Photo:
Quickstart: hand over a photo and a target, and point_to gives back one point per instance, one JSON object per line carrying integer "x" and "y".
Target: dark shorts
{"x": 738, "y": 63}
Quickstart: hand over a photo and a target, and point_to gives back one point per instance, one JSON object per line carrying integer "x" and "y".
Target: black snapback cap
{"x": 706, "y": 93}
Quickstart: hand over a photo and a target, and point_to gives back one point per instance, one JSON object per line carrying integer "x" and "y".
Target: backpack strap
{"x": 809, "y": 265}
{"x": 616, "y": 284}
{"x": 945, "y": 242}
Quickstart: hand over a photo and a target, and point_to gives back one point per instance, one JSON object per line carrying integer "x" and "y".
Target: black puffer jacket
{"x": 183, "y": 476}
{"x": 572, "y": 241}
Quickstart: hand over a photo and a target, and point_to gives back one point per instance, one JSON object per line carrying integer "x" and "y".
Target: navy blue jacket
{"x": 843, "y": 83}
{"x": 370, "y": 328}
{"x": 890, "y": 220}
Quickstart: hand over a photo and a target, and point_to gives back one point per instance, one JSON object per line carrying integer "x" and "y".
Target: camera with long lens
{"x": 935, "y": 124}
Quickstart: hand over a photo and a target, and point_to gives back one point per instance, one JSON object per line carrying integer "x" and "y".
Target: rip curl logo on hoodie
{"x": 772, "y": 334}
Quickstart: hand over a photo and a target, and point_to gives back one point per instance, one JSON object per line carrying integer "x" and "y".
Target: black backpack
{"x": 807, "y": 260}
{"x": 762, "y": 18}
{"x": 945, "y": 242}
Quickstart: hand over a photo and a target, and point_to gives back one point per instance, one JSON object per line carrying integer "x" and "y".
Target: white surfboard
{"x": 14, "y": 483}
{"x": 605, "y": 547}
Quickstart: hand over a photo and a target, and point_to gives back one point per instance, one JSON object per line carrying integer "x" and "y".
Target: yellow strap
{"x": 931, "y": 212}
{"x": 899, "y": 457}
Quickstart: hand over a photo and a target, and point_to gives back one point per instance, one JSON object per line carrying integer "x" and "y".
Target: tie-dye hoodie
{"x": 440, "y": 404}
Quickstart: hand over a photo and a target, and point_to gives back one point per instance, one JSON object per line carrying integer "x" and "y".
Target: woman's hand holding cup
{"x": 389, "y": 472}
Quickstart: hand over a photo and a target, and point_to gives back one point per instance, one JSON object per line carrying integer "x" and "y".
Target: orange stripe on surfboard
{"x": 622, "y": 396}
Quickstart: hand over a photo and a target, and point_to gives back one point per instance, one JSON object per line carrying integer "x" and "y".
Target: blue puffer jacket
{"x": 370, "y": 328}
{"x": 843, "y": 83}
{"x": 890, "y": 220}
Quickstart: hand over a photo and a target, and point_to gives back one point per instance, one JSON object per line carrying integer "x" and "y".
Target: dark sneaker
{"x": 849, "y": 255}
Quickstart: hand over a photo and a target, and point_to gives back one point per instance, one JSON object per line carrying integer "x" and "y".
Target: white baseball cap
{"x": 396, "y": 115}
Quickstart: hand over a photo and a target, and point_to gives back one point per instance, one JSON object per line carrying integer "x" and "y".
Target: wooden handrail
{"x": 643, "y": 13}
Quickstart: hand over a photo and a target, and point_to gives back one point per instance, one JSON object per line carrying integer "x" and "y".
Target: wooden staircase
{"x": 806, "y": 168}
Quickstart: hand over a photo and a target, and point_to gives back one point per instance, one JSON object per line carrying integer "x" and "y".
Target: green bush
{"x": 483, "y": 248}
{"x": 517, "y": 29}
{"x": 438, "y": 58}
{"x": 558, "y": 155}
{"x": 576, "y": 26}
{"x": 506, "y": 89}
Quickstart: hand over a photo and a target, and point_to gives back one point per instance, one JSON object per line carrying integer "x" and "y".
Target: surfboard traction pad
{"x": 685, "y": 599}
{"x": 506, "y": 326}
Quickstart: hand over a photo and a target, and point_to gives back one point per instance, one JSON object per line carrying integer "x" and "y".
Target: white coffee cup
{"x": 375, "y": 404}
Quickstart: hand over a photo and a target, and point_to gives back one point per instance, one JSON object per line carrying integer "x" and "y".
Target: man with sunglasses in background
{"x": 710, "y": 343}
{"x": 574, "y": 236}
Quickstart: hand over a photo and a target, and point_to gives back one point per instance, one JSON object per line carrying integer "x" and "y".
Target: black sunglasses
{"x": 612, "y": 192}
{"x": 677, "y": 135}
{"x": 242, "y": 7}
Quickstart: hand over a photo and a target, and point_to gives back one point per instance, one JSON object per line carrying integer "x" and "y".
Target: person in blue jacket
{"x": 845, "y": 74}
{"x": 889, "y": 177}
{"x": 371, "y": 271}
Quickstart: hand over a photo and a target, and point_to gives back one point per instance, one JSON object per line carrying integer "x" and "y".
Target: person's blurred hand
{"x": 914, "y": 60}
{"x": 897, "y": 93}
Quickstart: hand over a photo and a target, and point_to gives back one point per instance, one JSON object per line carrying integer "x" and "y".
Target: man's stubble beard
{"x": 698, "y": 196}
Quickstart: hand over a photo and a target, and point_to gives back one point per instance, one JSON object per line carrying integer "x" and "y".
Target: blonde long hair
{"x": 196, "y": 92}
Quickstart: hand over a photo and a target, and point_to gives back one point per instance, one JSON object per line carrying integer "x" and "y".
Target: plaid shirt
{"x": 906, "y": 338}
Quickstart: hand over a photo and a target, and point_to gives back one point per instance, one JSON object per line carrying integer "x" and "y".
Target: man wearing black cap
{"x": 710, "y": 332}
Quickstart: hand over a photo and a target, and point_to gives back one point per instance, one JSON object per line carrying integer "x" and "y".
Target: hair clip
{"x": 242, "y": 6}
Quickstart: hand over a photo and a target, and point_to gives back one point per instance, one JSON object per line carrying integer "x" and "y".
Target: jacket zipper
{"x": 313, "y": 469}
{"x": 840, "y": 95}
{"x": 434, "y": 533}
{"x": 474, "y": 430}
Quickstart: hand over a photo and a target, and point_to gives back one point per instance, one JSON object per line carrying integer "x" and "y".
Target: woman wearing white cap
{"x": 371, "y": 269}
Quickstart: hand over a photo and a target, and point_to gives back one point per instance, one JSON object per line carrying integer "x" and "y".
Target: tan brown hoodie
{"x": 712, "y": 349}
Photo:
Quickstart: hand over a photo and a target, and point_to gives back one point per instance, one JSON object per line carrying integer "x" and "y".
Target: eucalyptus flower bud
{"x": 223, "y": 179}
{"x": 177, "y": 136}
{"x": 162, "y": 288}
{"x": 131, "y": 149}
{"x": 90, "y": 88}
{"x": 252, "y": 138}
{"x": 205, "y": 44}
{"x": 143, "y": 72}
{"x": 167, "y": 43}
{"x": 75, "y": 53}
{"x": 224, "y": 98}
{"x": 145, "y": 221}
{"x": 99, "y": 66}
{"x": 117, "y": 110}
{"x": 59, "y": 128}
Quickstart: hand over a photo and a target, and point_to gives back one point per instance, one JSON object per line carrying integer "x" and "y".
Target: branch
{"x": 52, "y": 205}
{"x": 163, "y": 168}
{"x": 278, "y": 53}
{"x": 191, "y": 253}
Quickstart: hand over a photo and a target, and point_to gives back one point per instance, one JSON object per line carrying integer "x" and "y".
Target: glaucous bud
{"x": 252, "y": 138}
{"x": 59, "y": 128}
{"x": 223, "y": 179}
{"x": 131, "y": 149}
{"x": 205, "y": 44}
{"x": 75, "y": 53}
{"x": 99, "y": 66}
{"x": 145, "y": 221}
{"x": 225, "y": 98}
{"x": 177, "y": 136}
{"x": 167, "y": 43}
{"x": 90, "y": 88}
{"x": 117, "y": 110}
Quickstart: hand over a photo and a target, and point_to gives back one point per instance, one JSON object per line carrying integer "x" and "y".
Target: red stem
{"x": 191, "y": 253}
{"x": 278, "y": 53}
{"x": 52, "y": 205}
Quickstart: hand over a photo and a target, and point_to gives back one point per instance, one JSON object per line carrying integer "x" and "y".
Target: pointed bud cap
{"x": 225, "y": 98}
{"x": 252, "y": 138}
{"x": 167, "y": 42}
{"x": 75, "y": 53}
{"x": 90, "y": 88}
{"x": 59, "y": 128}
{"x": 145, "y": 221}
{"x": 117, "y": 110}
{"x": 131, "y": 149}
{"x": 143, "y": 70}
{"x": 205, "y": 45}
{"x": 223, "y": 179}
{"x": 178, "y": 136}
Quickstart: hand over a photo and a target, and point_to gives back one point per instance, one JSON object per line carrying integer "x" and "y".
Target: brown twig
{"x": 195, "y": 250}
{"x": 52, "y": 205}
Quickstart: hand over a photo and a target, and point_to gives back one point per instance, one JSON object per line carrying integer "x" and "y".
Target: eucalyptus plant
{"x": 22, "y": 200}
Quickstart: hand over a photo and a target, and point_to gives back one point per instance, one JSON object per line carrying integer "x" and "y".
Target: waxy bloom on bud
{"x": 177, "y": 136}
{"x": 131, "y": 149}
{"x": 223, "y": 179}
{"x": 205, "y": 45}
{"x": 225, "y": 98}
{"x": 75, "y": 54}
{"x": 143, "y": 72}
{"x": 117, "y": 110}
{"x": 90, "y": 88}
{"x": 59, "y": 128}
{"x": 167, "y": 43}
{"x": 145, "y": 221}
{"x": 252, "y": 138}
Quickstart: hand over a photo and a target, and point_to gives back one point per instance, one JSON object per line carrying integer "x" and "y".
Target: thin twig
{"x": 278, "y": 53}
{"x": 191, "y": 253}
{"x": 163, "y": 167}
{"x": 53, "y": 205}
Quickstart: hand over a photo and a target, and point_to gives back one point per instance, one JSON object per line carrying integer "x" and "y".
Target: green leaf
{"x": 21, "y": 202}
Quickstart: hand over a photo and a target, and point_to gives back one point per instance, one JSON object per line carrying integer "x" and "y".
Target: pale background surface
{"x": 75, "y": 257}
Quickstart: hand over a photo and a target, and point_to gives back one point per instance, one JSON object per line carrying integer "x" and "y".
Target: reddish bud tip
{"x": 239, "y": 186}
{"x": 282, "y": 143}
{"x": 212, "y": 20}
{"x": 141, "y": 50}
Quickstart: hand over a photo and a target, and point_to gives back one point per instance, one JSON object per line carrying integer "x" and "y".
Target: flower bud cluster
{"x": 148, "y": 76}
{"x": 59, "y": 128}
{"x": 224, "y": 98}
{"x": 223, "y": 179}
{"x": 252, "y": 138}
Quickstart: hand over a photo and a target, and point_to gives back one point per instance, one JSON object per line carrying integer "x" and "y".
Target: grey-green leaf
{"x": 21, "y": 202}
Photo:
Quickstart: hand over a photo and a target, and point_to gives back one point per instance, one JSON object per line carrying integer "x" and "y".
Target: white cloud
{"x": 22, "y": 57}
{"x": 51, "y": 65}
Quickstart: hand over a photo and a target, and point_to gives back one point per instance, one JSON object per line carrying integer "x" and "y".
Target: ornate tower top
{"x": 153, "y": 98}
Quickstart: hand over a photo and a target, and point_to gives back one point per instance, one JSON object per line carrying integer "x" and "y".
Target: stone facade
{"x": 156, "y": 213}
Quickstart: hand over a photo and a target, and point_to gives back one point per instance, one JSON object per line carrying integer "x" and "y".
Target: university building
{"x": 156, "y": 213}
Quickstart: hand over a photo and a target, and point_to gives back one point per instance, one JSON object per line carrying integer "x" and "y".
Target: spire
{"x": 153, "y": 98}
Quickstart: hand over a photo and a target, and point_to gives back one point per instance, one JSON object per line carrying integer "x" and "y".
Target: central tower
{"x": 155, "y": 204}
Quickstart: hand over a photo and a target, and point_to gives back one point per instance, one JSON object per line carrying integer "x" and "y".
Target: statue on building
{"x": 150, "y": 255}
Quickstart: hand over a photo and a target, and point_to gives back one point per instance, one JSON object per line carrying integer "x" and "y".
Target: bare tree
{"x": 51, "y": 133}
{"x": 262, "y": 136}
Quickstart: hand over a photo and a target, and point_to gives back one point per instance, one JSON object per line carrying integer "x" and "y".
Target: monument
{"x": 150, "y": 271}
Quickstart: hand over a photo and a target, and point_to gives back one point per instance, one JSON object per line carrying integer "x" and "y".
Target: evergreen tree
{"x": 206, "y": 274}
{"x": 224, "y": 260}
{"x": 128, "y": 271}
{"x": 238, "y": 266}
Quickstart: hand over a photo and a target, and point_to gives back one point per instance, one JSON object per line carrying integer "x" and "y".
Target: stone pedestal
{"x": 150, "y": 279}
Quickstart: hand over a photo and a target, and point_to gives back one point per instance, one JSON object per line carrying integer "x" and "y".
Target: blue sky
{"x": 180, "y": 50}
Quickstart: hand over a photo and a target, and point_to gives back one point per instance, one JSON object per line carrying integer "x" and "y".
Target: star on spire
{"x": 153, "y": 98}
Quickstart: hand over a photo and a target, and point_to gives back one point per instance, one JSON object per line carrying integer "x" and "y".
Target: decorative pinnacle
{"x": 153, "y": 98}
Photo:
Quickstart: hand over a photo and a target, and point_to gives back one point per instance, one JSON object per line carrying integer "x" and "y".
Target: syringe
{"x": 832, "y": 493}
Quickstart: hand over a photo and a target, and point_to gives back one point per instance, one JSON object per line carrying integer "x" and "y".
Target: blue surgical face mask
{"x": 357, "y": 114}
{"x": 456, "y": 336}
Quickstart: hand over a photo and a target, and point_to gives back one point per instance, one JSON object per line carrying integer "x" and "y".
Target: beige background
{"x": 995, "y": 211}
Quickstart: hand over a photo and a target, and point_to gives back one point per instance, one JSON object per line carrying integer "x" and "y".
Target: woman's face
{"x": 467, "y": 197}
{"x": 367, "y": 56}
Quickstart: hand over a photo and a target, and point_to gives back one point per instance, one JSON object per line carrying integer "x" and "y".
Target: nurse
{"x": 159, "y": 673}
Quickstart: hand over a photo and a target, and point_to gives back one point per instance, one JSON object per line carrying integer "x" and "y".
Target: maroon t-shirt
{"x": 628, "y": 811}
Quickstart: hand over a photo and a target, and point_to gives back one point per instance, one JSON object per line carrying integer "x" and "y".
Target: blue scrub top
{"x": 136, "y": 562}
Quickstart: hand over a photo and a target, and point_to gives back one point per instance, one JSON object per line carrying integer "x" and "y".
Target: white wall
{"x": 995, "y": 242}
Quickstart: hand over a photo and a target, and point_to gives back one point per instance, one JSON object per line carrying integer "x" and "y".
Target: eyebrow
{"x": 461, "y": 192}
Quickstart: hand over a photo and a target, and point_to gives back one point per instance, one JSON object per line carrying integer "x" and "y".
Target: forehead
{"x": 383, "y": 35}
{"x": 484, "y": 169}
++++++++
- Given task -
List each line above that contains the word "building". Case counts.

- Exercise result -
Target: university building
Target: statue on building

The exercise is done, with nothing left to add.